=== PROVIDED PASSAGE ===
________________________

This study, by researchers at the Scripps Research Translational Institute in La Jolla, California, is the largest of its kind.
It took data from more than 92,000 people across 50 US states who used a wearable daily. Their average age was 46 years old.
Overall, nearly 33million days’ worth of heart rate data were collected. The findings were published in the open-access journal PLOS ONE today.
The researchers used the data to examine variations in resting heart rate (RHR) for individuals over time, as well as between individuals.
The ‘normal’ RHR for adults has long been considered to range between 60 to 100 beats per minute (bpm).
WHAT IS RESTING HEART RATE AND WHAT AFFECTS IT?
Resting heart rate (RHR) is the steady pace your heart beats at when you are motionless or sitting quietly.
Maximum heart rate is the rate at which your heart is beating when it is working its hardest to meet your body’s oxygen needs.
During the day, the heart rate changes from minute to minute depending on what you’re doing. It will shoot up while doing exercise, as the heart pumps oxygenated blood to the muscles, for example.
The usual range for RHR is anywhere between 60 and 100 beats per minute. Above 90 is considered high, according to Harvard Health.

________________________

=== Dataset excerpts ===
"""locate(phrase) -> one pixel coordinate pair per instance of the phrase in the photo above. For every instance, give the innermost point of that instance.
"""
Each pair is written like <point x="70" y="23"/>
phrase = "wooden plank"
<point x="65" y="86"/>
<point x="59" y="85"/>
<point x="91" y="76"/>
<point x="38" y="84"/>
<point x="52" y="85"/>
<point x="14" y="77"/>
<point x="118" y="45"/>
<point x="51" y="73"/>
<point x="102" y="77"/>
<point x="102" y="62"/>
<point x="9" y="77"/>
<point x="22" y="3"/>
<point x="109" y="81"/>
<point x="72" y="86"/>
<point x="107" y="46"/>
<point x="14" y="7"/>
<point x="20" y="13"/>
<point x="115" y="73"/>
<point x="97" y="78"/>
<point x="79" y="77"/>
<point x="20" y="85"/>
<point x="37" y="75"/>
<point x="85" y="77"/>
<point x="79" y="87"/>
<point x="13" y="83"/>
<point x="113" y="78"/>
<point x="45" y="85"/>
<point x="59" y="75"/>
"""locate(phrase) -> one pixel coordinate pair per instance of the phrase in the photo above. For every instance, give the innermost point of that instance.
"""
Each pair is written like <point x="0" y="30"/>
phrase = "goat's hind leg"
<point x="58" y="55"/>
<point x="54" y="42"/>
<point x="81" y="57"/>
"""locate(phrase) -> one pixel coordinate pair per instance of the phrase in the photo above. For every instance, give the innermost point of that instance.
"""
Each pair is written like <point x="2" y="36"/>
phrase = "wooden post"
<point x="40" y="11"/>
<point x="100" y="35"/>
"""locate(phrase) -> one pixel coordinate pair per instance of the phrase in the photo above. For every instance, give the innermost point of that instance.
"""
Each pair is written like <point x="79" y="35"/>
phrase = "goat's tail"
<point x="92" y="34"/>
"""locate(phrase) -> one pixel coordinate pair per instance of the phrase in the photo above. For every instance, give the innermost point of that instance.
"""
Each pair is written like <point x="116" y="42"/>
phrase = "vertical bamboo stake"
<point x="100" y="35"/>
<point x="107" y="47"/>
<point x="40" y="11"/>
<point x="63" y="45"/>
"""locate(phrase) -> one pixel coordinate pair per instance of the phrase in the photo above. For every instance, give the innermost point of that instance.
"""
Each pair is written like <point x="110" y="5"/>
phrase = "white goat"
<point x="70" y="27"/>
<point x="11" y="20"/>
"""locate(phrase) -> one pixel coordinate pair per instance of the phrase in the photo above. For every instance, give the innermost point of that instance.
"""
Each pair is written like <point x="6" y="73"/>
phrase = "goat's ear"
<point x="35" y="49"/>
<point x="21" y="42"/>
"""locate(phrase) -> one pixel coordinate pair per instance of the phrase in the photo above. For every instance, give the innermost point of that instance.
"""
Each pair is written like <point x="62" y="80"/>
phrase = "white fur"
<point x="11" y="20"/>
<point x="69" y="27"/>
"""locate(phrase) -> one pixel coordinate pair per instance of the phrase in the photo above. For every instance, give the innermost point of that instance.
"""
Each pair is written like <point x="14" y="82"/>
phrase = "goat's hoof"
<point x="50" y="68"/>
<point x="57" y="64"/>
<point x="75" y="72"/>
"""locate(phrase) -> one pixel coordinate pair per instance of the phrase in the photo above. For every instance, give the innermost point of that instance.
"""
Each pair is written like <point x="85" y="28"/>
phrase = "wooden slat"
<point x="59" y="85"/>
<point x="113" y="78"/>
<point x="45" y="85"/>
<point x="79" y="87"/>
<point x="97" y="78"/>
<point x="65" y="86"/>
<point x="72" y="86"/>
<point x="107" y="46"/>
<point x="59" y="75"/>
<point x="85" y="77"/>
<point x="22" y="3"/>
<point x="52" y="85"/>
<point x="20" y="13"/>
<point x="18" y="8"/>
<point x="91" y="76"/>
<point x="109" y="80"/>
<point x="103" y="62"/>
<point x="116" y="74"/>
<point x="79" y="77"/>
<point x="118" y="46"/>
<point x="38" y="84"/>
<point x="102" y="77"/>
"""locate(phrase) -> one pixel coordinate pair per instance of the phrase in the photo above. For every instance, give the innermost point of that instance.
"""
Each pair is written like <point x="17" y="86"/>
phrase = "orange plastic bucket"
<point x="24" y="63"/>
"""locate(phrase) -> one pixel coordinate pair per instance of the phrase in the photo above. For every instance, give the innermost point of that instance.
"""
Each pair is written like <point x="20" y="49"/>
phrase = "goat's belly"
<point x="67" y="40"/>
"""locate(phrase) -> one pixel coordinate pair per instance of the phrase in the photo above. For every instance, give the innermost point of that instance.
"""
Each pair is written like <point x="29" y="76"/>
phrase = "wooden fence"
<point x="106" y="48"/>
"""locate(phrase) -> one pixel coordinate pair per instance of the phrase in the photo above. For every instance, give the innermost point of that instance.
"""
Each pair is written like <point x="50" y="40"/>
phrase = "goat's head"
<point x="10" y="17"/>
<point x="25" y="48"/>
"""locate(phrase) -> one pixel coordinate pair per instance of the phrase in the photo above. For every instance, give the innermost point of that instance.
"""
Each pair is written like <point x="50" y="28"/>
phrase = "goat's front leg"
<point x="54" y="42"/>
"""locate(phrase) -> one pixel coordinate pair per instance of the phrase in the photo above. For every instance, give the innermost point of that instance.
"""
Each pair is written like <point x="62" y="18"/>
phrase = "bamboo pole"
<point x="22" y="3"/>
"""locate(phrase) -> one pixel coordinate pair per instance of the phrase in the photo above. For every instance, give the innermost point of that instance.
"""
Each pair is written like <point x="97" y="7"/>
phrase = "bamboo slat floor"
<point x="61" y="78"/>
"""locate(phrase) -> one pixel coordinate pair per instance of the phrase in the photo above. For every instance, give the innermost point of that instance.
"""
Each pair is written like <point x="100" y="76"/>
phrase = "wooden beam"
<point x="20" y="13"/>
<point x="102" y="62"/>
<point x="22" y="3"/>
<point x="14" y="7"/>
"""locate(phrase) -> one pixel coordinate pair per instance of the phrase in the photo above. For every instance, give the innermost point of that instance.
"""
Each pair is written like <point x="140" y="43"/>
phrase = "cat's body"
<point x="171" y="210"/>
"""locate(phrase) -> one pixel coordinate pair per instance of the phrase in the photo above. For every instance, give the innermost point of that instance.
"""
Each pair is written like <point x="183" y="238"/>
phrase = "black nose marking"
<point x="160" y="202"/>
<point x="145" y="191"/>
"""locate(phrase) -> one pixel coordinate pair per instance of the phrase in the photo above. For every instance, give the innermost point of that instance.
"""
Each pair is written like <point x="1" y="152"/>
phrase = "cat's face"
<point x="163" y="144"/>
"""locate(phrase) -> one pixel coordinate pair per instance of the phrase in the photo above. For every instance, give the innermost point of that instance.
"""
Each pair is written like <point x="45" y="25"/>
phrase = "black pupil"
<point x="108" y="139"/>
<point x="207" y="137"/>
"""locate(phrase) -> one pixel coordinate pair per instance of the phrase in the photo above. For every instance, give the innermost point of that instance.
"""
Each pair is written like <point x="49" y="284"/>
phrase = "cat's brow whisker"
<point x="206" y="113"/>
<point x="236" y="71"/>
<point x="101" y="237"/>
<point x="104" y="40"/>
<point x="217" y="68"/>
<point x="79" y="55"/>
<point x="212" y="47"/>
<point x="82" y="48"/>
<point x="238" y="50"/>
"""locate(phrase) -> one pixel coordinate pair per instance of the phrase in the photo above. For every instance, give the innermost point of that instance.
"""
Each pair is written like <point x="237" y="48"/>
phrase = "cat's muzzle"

________________________

=== WHAT YOU WILL DO ===
1. Return the stretch of the resting heart rate article from "The ‘normal’ RHR" through "to Harvard Health.".
2. In the resting heart rate article, what was the average age of the people whose data the study used?
3. What comes next in the resting heart rate article? Write a continuation beginning after its final sentence.

=== ANSWERS TO THE PROBLEMS ===
1.
The ‘normal’ RHR for adults has long been considered to range between 60 to 100 beats per minute (bpm).
WHAT IS RESTING HEART RATE AND WHAT AFFECTS IT?
Resting heart rate (RHR) is the steady pace your heart beats at when you are motionless or sitting quietly.
Maximum heart rate is the rate at which your heart is beating when it is working its hardest to meet your body’s oxygen needs.
During the day, the heart rate changes from minute to minute depending on what you’re doing. It will shoot up while doing exercise, as the heart pumps oxygenated blood to the muscles, for example.
The usual range for RHR is anywhere between 60 and 100 beats per minute. Above 90 is considered high, according to Harvard Health.

2. 46 years old.

3.
RHR is influenced by many factors. Age is a predominant one, because ageing speeds it up.
Someone who is physically fit is more likely to have a low RHR.
Smoking, sleep, stress,medical conditions, genetics and weight also plays a role.
The larger the body, the more the heart must work to supply it with blood, therefore losing weight can help slow an elevated RHR.
How to measure your RHR
Press your index and middle fingers together on your wrist, at the neck of inside of the elbow.
Feel around lightly until you detect throbbing – this is the pulse.
Count the number of beats in 60 seconds to get your beats per minute – which is your RHR.
The best time to get your resting heart rate is first thing in the morning, even before you get out of bed.
In this study, it ranged between 40 and 109 bmp, with an average of 65.5 bpm. Men had a RHR between 50 and 80 bmp, while woman ranged from 53 to 82 bpm.
Typically, a RHR over 80-100 may be a warning sign of ill health, because a high RHR indicates a person may be physically unfit or stressed. Age can also quicken RHR.
The researchers wanted to see the extent to which these factors explained RHR differences.
Taken together, age, sex, BMI, and average daily sleep duration accounted for less than 10 per cent of the observed variation between participants’ bpm.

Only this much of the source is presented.